→ DIRECTION:
Count the lines of the records below that contain the word "stone", and give only the number.

— Start of RECORDS TO PROCESS —

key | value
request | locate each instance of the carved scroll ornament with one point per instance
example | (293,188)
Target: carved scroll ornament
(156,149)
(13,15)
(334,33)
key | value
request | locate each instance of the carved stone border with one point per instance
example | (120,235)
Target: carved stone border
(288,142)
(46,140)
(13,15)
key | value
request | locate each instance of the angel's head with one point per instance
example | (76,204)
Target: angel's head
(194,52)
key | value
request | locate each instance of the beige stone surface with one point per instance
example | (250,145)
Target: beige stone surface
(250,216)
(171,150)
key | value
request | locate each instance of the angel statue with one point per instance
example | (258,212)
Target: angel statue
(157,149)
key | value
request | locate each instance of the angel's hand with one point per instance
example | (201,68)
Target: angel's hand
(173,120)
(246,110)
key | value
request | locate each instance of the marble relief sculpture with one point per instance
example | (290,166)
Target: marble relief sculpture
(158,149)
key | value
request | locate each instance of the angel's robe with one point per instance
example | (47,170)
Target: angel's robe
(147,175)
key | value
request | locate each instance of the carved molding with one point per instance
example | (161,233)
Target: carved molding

— End of RECORDS TO PROCESS —

→ WORKED SOLUTION:
4